The incomplete nature of the E93 spec was driven by a number of factors. First, the spec attempts to address all technologies labeled "APC," including run-to-run control, SPC, fault detection and sensor integration. The use cases and data requirements are very different for each of these technologies, requiring their own unique specification definitions. Another contributing factor to E93 specification vagueness is the relative immaturity of semiconductor APC software technology at the time the spec was written. It has been only in the past two to three years that there has been significant vendor activity in the APC market space. Prior to this, semiconductor manufacturers, regarding their systems as proprietary technology for competitive advantage, developed most APC software in-house.

:: LISTING ::

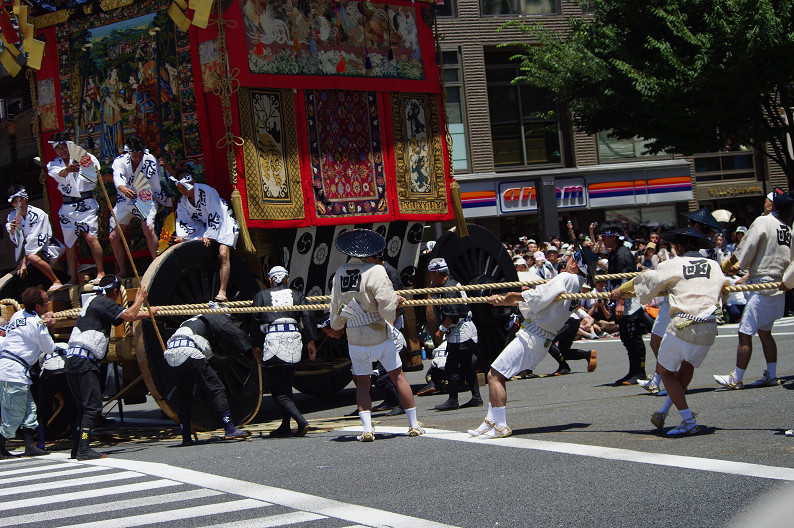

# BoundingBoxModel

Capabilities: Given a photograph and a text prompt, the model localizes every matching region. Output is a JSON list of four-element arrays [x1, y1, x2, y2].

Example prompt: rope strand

==

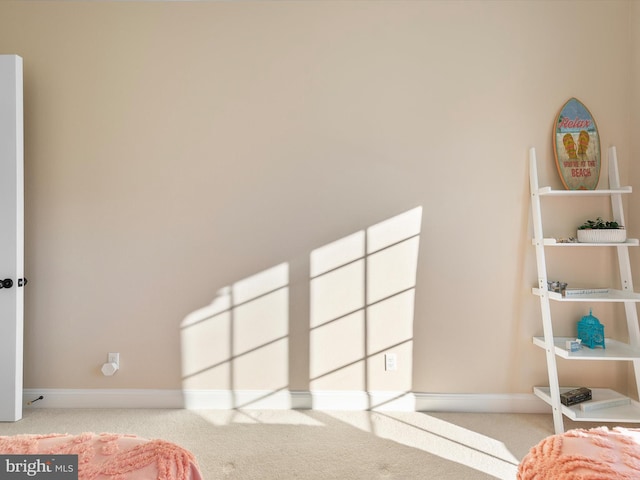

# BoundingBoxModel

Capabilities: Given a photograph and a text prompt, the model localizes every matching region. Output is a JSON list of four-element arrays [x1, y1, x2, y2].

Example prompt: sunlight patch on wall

:: WHAT YOU WILL DO ::
Output the passage on the E93 specification above verbatim, from "The incomplete nature" to "APC software in-house.".

:: EXERCISE RESULT ::
The incomplete nature of the E93 spec was driven by a number of factors. First, the spec attempts to address all technologies labeled "APC," including run-to-run control, SPC, fault detection and sensor integration. The use cases and data requirements are very different for each of these technologies, requiring their own unique specification definitions. Another contributing factor to E93 specification vagueness is the relative immaturity of semiconductor APC software technology at the time the spec was written. It has been only in the past two to three years that there has been significant vendor activity in the APC market space. Prior to this, semiconductor manufacturers, regarding their systems as proprietary technology for competitive advantage, developed most APC software in-house.